[Data entries]
☆ ☆ ☆ ☆ ☆ ☆ ☆

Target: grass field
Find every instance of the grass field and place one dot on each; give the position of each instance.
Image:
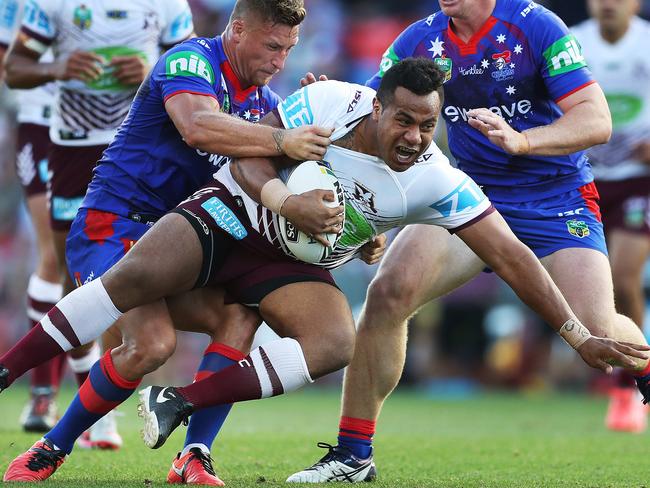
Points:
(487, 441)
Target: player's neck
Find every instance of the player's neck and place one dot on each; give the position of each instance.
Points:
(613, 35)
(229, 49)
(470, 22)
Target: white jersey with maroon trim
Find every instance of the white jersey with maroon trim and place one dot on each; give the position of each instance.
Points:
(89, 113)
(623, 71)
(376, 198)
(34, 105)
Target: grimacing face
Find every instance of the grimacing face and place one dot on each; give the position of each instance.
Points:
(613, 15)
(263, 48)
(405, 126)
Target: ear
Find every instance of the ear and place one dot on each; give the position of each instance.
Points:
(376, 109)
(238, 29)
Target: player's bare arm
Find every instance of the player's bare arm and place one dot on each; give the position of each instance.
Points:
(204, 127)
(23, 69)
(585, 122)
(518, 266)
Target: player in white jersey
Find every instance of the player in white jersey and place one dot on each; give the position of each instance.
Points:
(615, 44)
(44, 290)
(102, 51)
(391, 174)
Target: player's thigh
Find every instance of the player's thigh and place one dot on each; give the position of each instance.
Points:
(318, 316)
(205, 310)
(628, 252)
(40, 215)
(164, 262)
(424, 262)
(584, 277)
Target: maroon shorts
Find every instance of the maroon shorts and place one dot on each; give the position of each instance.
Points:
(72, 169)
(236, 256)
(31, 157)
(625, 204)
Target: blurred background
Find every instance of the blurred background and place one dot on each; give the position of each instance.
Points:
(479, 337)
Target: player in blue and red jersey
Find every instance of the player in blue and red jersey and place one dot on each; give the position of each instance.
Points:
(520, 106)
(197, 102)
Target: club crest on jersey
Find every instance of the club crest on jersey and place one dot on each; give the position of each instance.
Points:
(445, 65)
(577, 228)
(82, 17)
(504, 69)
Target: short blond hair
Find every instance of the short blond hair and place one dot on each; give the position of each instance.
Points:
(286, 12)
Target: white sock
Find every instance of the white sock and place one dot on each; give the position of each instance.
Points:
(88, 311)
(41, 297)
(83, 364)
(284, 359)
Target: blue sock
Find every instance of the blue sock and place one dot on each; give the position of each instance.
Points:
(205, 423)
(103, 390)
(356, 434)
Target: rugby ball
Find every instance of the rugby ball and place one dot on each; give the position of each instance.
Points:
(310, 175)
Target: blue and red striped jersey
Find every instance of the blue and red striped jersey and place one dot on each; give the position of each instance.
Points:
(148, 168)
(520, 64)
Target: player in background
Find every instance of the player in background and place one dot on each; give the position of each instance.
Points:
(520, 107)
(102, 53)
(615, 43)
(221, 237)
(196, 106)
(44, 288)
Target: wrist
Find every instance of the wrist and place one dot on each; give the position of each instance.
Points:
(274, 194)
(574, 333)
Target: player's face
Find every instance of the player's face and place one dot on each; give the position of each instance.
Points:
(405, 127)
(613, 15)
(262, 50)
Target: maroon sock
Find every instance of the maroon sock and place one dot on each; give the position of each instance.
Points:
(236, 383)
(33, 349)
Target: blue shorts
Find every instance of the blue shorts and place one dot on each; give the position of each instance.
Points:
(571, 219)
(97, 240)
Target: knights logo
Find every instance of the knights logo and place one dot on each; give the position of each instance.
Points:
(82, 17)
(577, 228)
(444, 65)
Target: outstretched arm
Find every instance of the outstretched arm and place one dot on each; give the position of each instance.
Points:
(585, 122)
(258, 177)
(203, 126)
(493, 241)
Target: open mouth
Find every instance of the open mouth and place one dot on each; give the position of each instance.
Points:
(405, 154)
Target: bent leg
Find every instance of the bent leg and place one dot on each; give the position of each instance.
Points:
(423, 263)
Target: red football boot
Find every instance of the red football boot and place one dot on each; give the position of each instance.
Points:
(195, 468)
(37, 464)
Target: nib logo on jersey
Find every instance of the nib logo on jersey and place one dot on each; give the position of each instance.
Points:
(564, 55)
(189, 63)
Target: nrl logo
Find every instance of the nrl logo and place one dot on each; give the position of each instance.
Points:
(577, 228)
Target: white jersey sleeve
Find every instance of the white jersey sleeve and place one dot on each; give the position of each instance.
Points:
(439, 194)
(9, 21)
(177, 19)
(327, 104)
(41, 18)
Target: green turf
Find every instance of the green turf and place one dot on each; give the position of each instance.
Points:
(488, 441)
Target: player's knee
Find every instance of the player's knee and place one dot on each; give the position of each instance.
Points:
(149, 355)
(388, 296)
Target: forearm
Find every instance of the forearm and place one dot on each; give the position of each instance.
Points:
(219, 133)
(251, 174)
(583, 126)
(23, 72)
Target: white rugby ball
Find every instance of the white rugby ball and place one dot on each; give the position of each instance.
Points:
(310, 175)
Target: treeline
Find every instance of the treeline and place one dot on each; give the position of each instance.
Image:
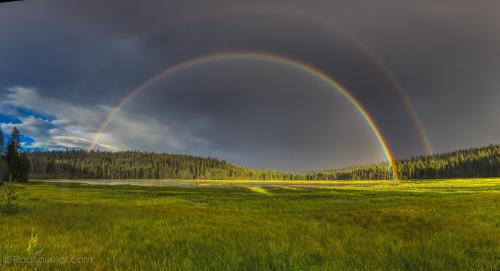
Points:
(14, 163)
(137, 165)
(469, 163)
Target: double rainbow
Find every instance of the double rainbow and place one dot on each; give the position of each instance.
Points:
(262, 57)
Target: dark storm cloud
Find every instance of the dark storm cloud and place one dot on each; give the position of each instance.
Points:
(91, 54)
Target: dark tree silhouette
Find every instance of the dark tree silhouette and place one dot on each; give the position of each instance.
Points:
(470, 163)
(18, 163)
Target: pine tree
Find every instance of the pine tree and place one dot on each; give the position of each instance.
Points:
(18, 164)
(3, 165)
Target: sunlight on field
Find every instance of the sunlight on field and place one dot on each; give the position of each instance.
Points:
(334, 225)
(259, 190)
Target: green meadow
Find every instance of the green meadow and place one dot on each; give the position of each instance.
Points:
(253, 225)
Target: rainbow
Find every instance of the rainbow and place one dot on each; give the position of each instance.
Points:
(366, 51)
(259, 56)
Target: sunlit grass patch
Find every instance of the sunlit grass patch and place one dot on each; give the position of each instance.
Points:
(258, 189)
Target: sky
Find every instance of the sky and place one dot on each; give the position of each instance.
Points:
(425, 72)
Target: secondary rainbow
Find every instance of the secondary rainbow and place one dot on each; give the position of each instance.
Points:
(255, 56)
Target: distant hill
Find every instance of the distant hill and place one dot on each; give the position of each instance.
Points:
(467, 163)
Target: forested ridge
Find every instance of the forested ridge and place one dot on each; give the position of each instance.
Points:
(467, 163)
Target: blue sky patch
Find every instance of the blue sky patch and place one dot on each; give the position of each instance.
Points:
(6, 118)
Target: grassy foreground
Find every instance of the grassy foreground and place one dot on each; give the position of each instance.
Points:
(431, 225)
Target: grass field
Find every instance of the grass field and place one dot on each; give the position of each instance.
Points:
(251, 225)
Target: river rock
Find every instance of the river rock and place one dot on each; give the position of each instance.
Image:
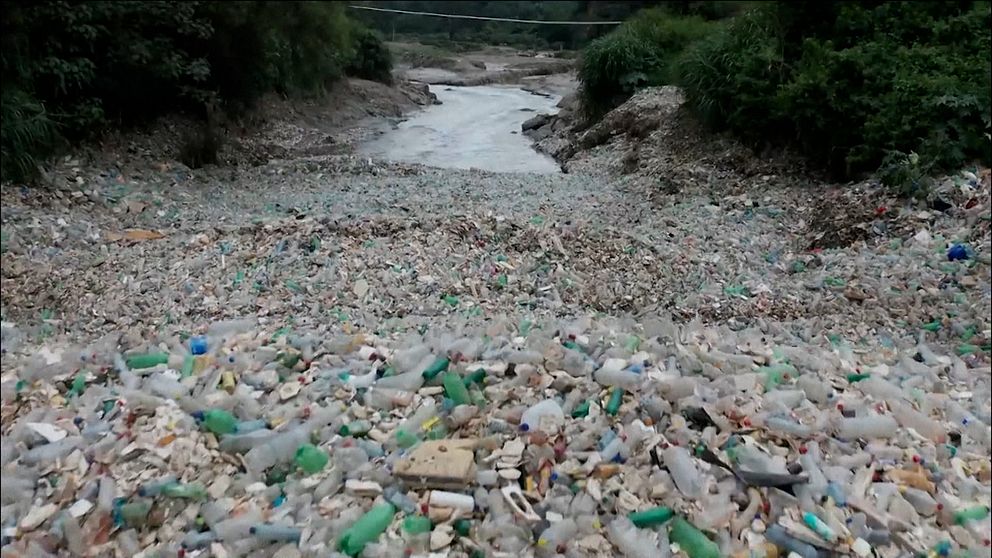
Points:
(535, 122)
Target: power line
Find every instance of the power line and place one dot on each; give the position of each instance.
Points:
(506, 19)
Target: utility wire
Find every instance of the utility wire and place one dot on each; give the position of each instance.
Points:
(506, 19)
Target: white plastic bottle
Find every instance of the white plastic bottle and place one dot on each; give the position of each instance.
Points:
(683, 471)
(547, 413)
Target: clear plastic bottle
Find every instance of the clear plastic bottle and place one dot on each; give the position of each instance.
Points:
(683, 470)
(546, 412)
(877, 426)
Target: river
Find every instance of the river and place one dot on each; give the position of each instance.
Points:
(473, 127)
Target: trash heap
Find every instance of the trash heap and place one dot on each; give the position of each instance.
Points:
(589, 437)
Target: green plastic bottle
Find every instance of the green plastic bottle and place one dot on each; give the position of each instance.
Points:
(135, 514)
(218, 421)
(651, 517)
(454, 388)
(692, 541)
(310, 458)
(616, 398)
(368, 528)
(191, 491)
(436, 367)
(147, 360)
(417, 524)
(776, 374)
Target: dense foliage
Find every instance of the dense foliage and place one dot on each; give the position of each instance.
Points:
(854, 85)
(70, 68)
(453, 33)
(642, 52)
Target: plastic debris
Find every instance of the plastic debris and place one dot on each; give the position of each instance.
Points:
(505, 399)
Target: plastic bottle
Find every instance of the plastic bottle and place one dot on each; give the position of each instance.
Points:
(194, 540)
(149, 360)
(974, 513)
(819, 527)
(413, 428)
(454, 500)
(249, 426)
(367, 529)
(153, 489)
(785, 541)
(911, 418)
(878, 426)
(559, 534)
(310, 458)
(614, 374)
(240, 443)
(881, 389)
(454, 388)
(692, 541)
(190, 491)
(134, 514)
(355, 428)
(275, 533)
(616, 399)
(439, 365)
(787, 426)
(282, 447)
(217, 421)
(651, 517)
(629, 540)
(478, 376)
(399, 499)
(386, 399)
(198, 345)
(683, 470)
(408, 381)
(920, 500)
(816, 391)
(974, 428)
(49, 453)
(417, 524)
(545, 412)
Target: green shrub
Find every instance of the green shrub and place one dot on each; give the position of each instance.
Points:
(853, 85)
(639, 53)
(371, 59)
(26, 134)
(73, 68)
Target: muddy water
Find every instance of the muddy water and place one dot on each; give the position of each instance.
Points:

☆ ☆ ☆ ☆ ☆ ☆ ☆

To do:
Everything from the line containing "Target: plastic debris" to the last line of the entries above should be quoted exactly, and only that.

Task answer:
Target: plastic debris
Find every instance of the plastic debris and place one dot on each; give the position of each instance.
Points:
(505, 399)
Target: plastic bottle
Find every instance of the plastic bottle and place one dot on each; give the position of each instance.
Points:
(194, 540)
(149, 360)
(974, 513)
(819, 527)
(413, 428)
(454, 500)
(249, 426)
(367, 529)
(153, 489)
(785, 541)
(911, 418)
(878, 426)
(559, 534)
(310, 458)
(614, 374)
(240, 443)
(881, 389)
(454, 388)
(692, 541)
(190, 491)
(134, 514)
(355, 428)
(275, 533)
(616, 399)
(439, 365)
(787, 426)
(282, 447)
(217, 421)
(651, 517)
(629, 540)
(478, 376)
(399, 499)
(386, 399)
(198, 345)
(683, 470)
(408, 381)
(920, 500)
(816, 391)
(974, 428)
(49, 453)
(417, 524)
(545, 412)
Target: green shrub
Find every instance of the green shrub and place one dot on each; give the position of each instance.
Points:
(853, 85)
(639, 53)
(371, 59)
(26, 134)
(73, 68)
Target: muddy water
Find every instance of the muddy water and place one dot on each; give the position of each instance.
Points:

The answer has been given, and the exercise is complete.